과제 내용 – 아래 자료의 모든 줄을 한 글자도 바꾸지 말고 그대로 다시 적으세요.

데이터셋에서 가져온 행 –
____________

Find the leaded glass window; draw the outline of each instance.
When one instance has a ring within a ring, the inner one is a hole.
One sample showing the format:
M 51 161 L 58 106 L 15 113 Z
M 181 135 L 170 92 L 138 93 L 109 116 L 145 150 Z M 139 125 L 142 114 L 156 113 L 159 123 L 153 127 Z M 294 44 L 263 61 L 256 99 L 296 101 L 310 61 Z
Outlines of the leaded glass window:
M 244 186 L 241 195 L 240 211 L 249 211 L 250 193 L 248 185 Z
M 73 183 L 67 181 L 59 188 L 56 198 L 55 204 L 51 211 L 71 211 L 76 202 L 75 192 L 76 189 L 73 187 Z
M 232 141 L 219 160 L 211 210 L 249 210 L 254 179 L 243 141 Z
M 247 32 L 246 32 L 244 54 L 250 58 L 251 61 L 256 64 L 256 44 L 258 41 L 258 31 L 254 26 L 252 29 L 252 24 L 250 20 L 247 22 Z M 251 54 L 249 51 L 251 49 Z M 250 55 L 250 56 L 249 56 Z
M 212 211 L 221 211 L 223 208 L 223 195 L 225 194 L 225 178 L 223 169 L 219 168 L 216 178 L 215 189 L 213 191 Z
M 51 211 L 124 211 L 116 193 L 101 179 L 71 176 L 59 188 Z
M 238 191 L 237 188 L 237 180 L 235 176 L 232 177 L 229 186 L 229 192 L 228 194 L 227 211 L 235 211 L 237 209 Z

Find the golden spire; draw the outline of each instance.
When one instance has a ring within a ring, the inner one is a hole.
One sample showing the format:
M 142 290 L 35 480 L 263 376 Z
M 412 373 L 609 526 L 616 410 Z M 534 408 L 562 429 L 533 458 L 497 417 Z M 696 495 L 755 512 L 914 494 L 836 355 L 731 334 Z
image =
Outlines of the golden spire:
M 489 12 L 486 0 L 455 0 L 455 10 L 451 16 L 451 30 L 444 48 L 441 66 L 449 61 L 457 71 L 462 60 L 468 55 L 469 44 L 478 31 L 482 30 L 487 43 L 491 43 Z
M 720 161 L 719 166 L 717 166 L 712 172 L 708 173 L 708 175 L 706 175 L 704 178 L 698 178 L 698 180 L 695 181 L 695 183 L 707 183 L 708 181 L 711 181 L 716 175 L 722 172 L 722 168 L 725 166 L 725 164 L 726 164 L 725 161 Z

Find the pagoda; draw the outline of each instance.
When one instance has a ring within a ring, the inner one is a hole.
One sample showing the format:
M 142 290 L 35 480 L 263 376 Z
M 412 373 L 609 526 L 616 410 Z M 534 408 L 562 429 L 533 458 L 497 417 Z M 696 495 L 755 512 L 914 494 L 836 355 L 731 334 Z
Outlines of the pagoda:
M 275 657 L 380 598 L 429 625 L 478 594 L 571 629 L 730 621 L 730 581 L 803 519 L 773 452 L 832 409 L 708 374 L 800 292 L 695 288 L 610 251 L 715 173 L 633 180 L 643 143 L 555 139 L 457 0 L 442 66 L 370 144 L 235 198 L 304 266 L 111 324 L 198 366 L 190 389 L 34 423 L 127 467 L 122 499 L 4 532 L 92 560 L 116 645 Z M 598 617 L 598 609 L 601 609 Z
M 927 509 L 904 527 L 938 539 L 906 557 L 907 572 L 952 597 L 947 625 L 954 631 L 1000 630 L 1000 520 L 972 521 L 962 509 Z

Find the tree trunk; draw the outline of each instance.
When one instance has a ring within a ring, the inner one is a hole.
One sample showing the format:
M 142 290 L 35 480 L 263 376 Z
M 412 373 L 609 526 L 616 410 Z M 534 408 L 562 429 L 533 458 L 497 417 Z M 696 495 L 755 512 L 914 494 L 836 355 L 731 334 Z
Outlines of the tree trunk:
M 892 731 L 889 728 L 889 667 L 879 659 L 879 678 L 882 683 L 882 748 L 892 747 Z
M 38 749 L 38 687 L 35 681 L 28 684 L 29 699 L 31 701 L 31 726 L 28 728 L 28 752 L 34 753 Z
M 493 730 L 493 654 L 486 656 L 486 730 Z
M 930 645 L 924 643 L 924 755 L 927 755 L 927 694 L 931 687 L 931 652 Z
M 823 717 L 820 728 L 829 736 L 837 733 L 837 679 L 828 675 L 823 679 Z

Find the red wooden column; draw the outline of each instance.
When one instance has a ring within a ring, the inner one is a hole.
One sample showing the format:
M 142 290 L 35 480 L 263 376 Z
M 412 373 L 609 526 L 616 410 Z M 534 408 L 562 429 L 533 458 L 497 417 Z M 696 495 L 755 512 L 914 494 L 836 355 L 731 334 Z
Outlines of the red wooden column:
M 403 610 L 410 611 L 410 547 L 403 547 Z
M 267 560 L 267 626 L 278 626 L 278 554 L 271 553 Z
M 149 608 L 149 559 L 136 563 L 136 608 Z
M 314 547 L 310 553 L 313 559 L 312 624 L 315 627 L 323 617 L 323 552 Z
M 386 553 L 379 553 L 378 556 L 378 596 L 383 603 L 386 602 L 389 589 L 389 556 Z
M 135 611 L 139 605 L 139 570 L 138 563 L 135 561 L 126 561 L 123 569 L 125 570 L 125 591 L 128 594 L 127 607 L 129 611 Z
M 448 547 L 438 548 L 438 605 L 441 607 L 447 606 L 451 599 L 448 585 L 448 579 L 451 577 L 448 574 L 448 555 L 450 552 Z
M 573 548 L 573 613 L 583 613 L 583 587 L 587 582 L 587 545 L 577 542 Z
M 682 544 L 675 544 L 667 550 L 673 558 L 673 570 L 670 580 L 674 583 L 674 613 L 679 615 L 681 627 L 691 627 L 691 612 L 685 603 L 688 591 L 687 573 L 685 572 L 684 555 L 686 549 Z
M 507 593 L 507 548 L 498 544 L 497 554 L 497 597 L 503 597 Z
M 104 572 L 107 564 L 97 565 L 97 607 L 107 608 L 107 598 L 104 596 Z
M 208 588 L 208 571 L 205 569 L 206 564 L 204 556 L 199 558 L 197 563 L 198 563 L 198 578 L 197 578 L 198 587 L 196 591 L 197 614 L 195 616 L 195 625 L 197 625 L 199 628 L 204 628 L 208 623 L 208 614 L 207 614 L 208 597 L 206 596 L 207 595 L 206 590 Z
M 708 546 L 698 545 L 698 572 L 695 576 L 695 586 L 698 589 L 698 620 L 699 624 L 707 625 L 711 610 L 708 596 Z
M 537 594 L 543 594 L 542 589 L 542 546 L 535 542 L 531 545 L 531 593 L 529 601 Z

____________

과제 답안 –
Find the leaded glass window; draw the outline of each instance.
When one instance has a ring within a ring, the inner one is a hole.
One sample showing the format:
M 51 161 L 58 106 L 15 113 Z
M 181 135 L 170 92 L 138 93 L 109 116 L 145 150 Z M 139 125 L 142 114 L 156 113 L 159 123 L 153 127 Z M 294 44 L 263 61 L 256 99 L 296 101 L 310 61 Z
Outlines of the leaded glass window:
M 244 186 L 241 195 L 240 211 L 249 211 L 250 193 L 248 185 Z
M 73 183 L 67 181 L 59 188 L 56 198 L 55 204 L 51 211 L 71 211 L 76 202 L 75 192 L 76 189 L 73 187 Z
M 232 141 L 219 160 L 211 210 L 249 210 L 254 179 L 243 141 Z
M 247 32 L 246 32 L 244 54 L 250 58 L 251 61 L 256 64 L 256 44 L 258 41 L 258 31 L 254 26 L 252 29 L 252 24 L 250 20 L 247 22 Z M 251 54 L 249 51 L 251 49 Z M 250 55 L 250 56 L 249 56 Z
M 212 211 L 221 211 L 223 208 L 223 195 L 225 194 L 225 178 L 223 169 L 219 168 L 216 178 L 215 189 L 213 191 Z
M 51 211 L 124 211 L 116 193 L 101 179 L 71 176 L 59 188 Z
M 238 191 L 237 188 L 237 180 L 235 176 L 232 177 L 229 186 L 229 192 L 228 194 L 227 211 L 235 211 L 237 209 Z

Find the golden spire; draw the outline of each instance.
When one instance has a ring within a ring, the inner one is a hole.
One sample showing the format:
M 142 290 L 35 480 L 263 376 Z
M 412 373 L 609 526 L 616 410 Z M 534 408 L 562 429 L 533 458 L 497 417 Z M 696 495 L 755 512 L 914 494 L 836 355 L 731 334 Z
image =
Outlines of the golden spire:
M 489 12 L 486 0 L 455 0 L 455 10 L 451 16 L 451 30 L 444 48 L 441 66 L 449 61 L 457 71 L 462 60 L 468 55 L 469 44 L 478 31 L 482 30 L 487 43 L 491 43 Z
M 720 161 L 719 166 L 717 166 L 712 172 L 708 173 L 708 175 L 706 175 L 704 178 L 698 178 L 698 180 L 695 181 L 695 183 L 707 183 L 708 181 L 711 181 L 716 175 L 722 172 L 722 168 L 725 166 L 725 164 L 726 164 L 725 161 Z

Find the pagoda; draw the outline of each instance.
When one instance has a ring within a ring, the inner one is a hole.
One sample showing the format:
M 142 290 L 35 480 L 263 376 Z
M 412 373 L 609 526 L 616 410 Z M 534 408 L 562 429 L 533 458 L 497 417 Z M 696 495 L 755 512 L 914 494 L 836 355 L 731 334 Z
Outlines of the pagoda:
M 275 657 L 380 598 L 429 625 L 478 594 L 571 629 L 730 621 L 730 581 L 803 519 L 773 452 L 832 409 L 708 374 L 800 292 L 695 288 L 610 251 L 715 173 L 633 180 L 643 143 L 555 139 L 457 0 L 442 66 L 370 144 L 235 198 L 304 266 L 111 324 L 198 366 L 190 389 L 34 423 L 127 467 L 122 499 L 4 532 L 92 560 L 116 645 Z M 598 617 L 598 609 L 601 609 Z
M 927 509 L 904 527 L 938 539 L 906 557 L 907 572 L 952 597 L 947 625 L 954 631 L 1000 630 L 1000 520 L 972 521 L 962 509 Z

Find the tree trunk; draw the outline of each instance.
When one instance has a ring within a ring, the inner one is a hole.
One sample showing the format:
M 142 290 L 35 480 L 263 376 Z
M 412 373 L 609 526 L 616 410 Z M 534 408 L 562 429 L 533 458 L 497 417 Z M 696 495 L 755 512 L 914 494 L 836 355 L 731 334 Z
Outlines of the tree trunk:
M 892 731 L 889 728 L 889 667 L 879 659 L 879 678 L 882 683 L 882 748 L 892 747 Z
M 38 749 L 38 687 L 35 681 L 28 684 L 29 699 L 31 701 L 31 726 L 28 728 L 28 752 L 34 753 Z
M 493 730 L 493 654 L 486 656 L 486 730 Z
M 930 645 L 924 643 L 924 755 L 927 755 L 927 694 L 931 687 L 931 652 Z
M 823 717 L 820 728 L 829 736 L 837 733 L 837 679 L 828 675 L 823 679 Z

Find the red wooden column; draw the outline of each instance.
When one instance has a ring within a ring, the inner one is a hole.
One sample showing the format:
M 142 290 L 35 480 L 263 376 Z
M 412 373 L 609 526 L 616 410 Z M 534 408 L 562 429 L 533 458 L 497 417 Z M 696 495 L 755 512 L 914 494 L 836 355 L 731 334 Z
Outlines of the red wooden column:
M 403 610 L 410 611 L 410 547 L 403 547 Z
M 267 560 L 267 626 L 278 626 L 278 554 L 271 553 Z
M 149 608 L 149 559 L 136 563 L 136 608 Z
M 314 547 L 310 553 L 313 559 L 312 624 L 315 627 L 323 617 L 323 552 Z
M 386 553 L 379 553 L 378 556 L 378 596 L 383 603 L 386 602 L 389 589 L 389 556 Z
M 135 611 L 139 605 L 139 570 L 138 563 L 135 561 L 126 561 L 123 569 L 125 570 L 125 591 L 128 594 L 127 607 L 129 611 Z
M 448 547 L 438 548 L 438 605 L 441 607 L 447 606 L 451 599 L 448 585 L 448 579 L 451 577 L 448 574 L 448 555 L 450 552 Z
M 573 548 L 573 613 L 583 613 L 583 587 L 587 582 L 587 545 L 577 542 Z
M 682 544 L 675 544 L 667 550 L 673 558 L 673 570 L 670 580 L 674 583 L 674 613 L 679 615 L 681 627 L 691 627 L 691 612 L 685 603 L 688 591 L 687 573 L 685 572 L 684 555 L 686 549 Z
M 507 593 L 507 548 L 498 544 L 497 554 L 497 597 L 503 597 Z
M 104 572 L 107 564 L 97 565 L 97 607 L 107 608 L 107 598 L 104 596 Z
M 208 588 L 208 571 L 205 569 L 206 564 L 204 556 L 199 558 L 197 563 L 198 563 L 198 578 L 197 578 L 198 587 L 196 591 L 197 614 L 195 616 L 195 625 L 197 625 L 199 628 L 204 628 L 208 623 L 208 614 L 207 614 L 208 597 L 206 596 L 207 595 L 206 590 Z
M 708 546 L 698 545 L 698 572 L 695 576 L 695 586 L 698 589 L 698 620 L 699 624 L 707 625 L 711 610 L 708 596 Z
M 537 594 L 543 594 L 542 589 L 542 546 L 535 542 L 531 545 L 531 593 L 529 601 Z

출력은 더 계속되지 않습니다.